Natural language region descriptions
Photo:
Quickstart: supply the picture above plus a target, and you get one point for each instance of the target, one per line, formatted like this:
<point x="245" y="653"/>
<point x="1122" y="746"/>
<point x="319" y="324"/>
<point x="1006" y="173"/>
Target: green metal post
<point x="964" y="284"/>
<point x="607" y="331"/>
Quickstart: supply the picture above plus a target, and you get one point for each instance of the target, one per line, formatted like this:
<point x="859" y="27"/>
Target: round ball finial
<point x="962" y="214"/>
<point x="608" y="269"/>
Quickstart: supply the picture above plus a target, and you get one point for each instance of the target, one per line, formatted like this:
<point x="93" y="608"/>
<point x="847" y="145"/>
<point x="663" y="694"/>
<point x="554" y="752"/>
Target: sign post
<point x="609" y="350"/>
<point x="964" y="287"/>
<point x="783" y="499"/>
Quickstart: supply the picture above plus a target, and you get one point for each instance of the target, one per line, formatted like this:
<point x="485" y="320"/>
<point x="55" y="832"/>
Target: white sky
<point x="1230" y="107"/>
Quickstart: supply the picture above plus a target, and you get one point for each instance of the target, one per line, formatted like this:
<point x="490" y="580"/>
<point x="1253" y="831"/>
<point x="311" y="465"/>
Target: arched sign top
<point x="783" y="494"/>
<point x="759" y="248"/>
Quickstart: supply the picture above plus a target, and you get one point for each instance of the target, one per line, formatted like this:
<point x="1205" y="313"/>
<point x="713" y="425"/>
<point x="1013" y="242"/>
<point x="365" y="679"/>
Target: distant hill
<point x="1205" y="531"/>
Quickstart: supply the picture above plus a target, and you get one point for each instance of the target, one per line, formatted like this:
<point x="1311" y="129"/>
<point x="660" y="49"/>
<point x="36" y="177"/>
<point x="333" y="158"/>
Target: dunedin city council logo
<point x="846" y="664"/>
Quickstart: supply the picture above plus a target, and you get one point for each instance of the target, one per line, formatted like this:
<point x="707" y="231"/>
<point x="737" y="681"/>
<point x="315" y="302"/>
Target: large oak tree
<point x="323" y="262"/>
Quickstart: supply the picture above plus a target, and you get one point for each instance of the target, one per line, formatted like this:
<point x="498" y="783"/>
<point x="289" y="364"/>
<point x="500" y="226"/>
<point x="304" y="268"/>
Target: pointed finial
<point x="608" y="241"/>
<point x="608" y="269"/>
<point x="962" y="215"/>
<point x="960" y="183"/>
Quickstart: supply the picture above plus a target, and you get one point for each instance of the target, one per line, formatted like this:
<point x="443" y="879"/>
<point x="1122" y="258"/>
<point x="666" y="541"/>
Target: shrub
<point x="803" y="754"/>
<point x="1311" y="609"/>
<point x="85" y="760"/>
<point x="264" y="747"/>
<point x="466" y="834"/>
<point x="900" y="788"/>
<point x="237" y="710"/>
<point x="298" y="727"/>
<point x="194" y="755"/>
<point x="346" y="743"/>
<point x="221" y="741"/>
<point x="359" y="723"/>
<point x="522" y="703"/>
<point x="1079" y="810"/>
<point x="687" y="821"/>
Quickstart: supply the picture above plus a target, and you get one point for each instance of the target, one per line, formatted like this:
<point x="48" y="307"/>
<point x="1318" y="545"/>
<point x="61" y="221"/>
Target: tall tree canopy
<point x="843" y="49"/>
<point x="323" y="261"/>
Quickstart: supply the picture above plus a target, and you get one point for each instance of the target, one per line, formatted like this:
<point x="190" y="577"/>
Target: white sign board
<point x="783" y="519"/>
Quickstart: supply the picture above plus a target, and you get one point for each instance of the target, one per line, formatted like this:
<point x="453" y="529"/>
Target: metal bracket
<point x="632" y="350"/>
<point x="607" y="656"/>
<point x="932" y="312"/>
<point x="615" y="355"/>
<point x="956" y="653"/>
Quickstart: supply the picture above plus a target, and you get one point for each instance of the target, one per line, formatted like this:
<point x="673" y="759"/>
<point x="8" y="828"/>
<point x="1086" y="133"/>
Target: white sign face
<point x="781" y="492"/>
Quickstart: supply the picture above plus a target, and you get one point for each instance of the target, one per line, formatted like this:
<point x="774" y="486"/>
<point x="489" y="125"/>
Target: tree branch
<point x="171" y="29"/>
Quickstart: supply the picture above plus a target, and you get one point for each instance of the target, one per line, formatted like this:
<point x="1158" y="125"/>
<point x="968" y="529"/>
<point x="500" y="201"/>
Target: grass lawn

What is expected
A verbatim output of all the data above is needed.

Expected answer
Photo:
Quickstart: supply the picture above plus a target, and you get one point for each instance of the target, one per line, formatted like this:
<point x="245" y="653"/>
<point x="1122" y="746"/>
<point x="319" y="324"/>
<point x="1006" y="173"/>
Target: green metal post
<point x="964" y="284"/>
<point x="607" y="331"/>
Quickstart: supply the picture above plus a target, and you get one point for each instance of the target, one per line, formatted like this:
<point x="859" y="27"/>
Target: round ball finial
<point x="962" y="214"/>
<point x="608" y="269"/>
Quickstart: supply the picture above plus a target, and you get one point for each instance of the target, one per line, formatted like this:
<point x="93" y="608"/>
<point x="847" y="145"/>
<point x="663" y="694"/>
<point x="554" y="752"/>
Target: sign post
<point x="609" y="350"/>
<point x="964" y="287"/>
<point x="783" y="499"/>
Quickstart: supply the picture above plus a target, and you get one point for each instance of the target, one per line, formatted like this:
<point x="485" y="320"/>
<point x="55" y="832"/>
Target: white sky
<point x="1230" y="107"/>
Quickstart: supply the picture above plus a target, and you get one point for each instance of the target, one per line, formatted like this:
<point x="490" y="580"/>
<point x="1253" y="831"/>
<point x="311" y="465"/>
Target: arched sign top
<point x="783" y="494"/>
<point x="759" y="248"/>
Quickstart: supply the picture above plus a target, and you get one point for each instance of the target, one per line, formatted like this:
<point x="1205" y="313"/>
<point x="713" y="425"/>
<point x="1013" y="242"/>
<point x="365" y="679"/>
Target: distant hill
<point x="1205" y="531"/>
Quickstart: supply the picture above plus a target, and you get one point for each instance of the target, one per line, formatted like this:
<point x="1311" y="129"/>
<point x="660" y="49"/>
<point x="36" y="177"/>
<point x="333" y="158"/>
Target: dunedin city council logo
<point x="846" y="664"/>
Quickstart: supply the picture above plus a target, and you get one point for each instance of the target, one per line, formatted like this:
<point x="707" y="231"/>
<point x="737" y="681"/>
<point x="315" y="302"/>
Target: large oak tree
<point x="323" y="262"/>
Quickstart: supply the picture above plus a target, and you get one point for each instance of the target, one per line, formatted like this:
<point x="498" y="783"/>
<point x="289" y="364"/>
<point x="500" y="226"/>
<point x="304" y="268"/>
Target: pointed finial
<point x="608" y="241"/>
<point x="608" y="269"/>
<point x="962" y="215"/>
<point x="960" y="183"/>
Quickstart: supply the picture above plus a target, and you get one point for each instance of the target, one per line, formatted like this:
<point x="443" y="879"/>
<point x="1122" y="258"/>
<point x="666" y="541"/>
Target: shrub
<point x="803" y="754"/>
<point x="1311" y="609"/>
<point x="85" y="760"/>
<point x="264" y="747"/>
<point x="466" y="834"/>
<point x="900" y="788"/>
<point x="237" y="710"/>
<point x="298" y="727"/>
<point x="194" y="755"/>
<point x="346" y="743"/>
<point x="221" y="741"/>
<point x="359" y="723"/>
<point x="522" y="703"/>
<point x="1079" y="810"/>
<point x="687" y="821"/>
Quickstart: supply the picture above plus a target, and you get one point for each instance of the target, one per line, formatted like this:
<point x="48" y="307"/>
<point x="1318" y="545"/>
<point x="61" y="221"/>
Target: tall tree canopy
<point x="843" y="49"/>
<point x="323" y="261"/>
Quickstart: supply the picture above plus a target, and you get one point for each instance of the target, one per line, formatted like this:
<point x="190" y="577"/>
Target: white sign board
<point x="783" y="519"/>
Quickstart: supply the picture above plus a target, and you get one point for each instance of the target, one per line, formatted like this:
<point x="453" y="529"/>
Target: metal bracket
<point x="632" y="350"/>
<point x="607" y="656"/>
<point x="932" y="312"/>
<point x="615" y="355"/>
<point x="956" y="653"/>
Quickstart: supply the picture above plus a target, and you get one point for each instance of the target, one per line, formatted like this:
<point x="673" y="759"/>
<point x="8" y="828"/>
<point x="1086" y="133"/>
Target: white sign face
<point x="781" y="492"/>
Quickstart: supply the picture above plus a target, and you get one point for each instance of the target, one per line, formatted like this:
<point x="774" y="486"/>
<point x="489" y="125"/>
Target: tree branch
<point x="171" y="29"/>
Quickstart: supply the picture above plus a target, and you get one point for each instance of the target, one per line, formatted like this:
<point x="1158" y="125"/>
<point x="968" y="529"/>
<point x="500" y="201"/>
Target: grass lawn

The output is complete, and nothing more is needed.